Records from a data collection:
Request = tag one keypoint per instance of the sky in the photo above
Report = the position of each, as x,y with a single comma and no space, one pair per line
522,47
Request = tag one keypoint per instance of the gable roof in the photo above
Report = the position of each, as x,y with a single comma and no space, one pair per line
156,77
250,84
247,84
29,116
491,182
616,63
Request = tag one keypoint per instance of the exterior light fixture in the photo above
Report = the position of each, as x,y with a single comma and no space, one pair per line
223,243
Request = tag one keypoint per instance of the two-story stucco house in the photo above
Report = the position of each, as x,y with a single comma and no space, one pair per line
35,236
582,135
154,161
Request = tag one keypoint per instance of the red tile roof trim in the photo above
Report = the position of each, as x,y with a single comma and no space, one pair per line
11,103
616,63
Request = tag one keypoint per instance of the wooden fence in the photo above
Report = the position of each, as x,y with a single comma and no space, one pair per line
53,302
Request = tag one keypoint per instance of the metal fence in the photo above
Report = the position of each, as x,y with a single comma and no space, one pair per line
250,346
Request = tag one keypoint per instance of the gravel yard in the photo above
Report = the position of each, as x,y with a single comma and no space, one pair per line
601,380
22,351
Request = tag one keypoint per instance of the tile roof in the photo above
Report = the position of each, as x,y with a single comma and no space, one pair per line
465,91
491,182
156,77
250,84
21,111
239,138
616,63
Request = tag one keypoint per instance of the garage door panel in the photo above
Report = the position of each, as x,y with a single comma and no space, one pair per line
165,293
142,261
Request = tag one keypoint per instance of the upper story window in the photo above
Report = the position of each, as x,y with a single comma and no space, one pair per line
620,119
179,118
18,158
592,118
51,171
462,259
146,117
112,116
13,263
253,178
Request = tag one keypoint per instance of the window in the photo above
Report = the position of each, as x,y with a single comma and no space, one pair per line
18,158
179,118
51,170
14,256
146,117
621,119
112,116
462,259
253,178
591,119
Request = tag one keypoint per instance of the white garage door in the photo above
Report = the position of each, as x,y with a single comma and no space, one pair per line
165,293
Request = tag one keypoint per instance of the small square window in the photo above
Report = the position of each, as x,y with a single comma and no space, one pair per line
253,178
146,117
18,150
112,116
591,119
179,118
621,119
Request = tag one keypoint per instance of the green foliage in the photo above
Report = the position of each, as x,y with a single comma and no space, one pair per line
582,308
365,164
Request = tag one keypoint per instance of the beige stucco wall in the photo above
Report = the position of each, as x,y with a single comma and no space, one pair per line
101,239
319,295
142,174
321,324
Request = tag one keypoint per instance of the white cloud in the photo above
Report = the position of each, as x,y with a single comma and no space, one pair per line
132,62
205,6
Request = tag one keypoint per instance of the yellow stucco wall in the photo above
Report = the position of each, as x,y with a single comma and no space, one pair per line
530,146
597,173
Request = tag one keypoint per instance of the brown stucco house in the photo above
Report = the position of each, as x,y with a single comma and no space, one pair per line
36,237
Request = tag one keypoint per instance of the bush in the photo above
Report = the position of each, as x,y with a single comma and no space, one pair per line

» TASK DESCRIPTION: Without omission, return all of the records exactly as given.

» RESPONSE BELOW:
Request = tag one keypoint per instance of the sky in the photo above
Report = the position of each, as x,y with a single comma and no space, one pair per line
522,47
Request = tag one keypoint per instance of the gable roof in the photo above
Report = the position of each, as x,y with a single comma and no space, one pair per line
156,77
250,84
247,84
29,116
491,182
616,63
Request = tag one keypoint per instance of the exterior light fixture in the photo above
Report = the position of each, as x,y with a single comma and no space, one pair per line
223,243
Request = tag one keypoint per instance of the two-story stucco house in the photo above
Report = the position of each, as x,y with a single comma and no space, one pair per line
35,236
582,135
154,161
Request = tag one keypoint per instance of the red tile roof trim in the photo above
Report = the position of each, as x,y with a single comma and no space, one pair per line
11,103
616,63
Request = tag one keypoint per instance of the wooden fence in the photo above
Report = the position of each, as x,y with a single comma and no space, one pair per line
53,302
Request = tag one keypoint per instance of the metal fence in the photo above
Report = the position of each, as x,y with a single comma and no space, one pair per line
250,346
Request = tag one keypoint per instance of the gravel yard in the photo above
Report = the position of each, as x,y with a single comma and no space, one pair per line
601,380
22,351
Request = tag one keypoint per instance of the tile roof in the photo above
Report = the position of each, as x,y with a single comma and no space, one pair per line
465,91
491,182
156,77
250,84
21,111
239,138
616,63
Request = tag one keypoint per instance of the garage door panel in the photo above
Report = the position of each, as x,y with a single comma and no space, one pair per line
165,293
142,261
Request = tag one keypoint per instance of the upper story window in the photo above
Report = the position of each, as x,y with a single comma and no space, one pair per line
620,119
179,118
18,158
592,118
51,171
462,259
146,117
112,116
13,263
253,178
Request = tag one keypoint per instance of the window in the photo above
Report = the position of each, as x,y with a single comma and no space, one pair per line
18,158
179,118
51,170
14,256
146,117
621,119
112,116
462,259
253,178
591,119
Request = tag one keypoint per instance of the white garage door in the photo above
Report = the position of each, as x,y with a single comma and no space, one pair per line
165,293
Request = tag one keypoint per instance of the small square window in the photo above
Report = the position of each, as x,y with a single comma and no space, one pair per line
253,178
146,117
18,150
112,116
591,119
179,118
621,119
Request = tag one keypoint per instance of the green foliage in the photo above
Report = the position of each, as x,y with a single comma and no space, one pair per line
582,308
365,164
Request = tag one keypoint per instance of the beige stucco wall in the photo above
Report = the position of each, as x,y with a single comma and no space, one pair per line
101,239
319,295
142,174
321,324
Request = tag one keypoint per instance of the white cloud in the photo above
Report = the position of each, as x,y with a single comma and no space, one pair per line
132,62
205,6
Request = tag one keypoint per instance of the yellow stucco wall in the photo above
Report = the position of each, as x,y with a single comma and no space, one pair per line
530,146
597,173
Request = tag one keypoint per instance of the brown stucco house in the photo above
Report = the position of each, as x,y with a single comma and no space, one pair per line
36,237
Request = tag one keypoint per instance of the bush in the photo above
Report = the position of each, as x,y with a single comma and no space, one pair per line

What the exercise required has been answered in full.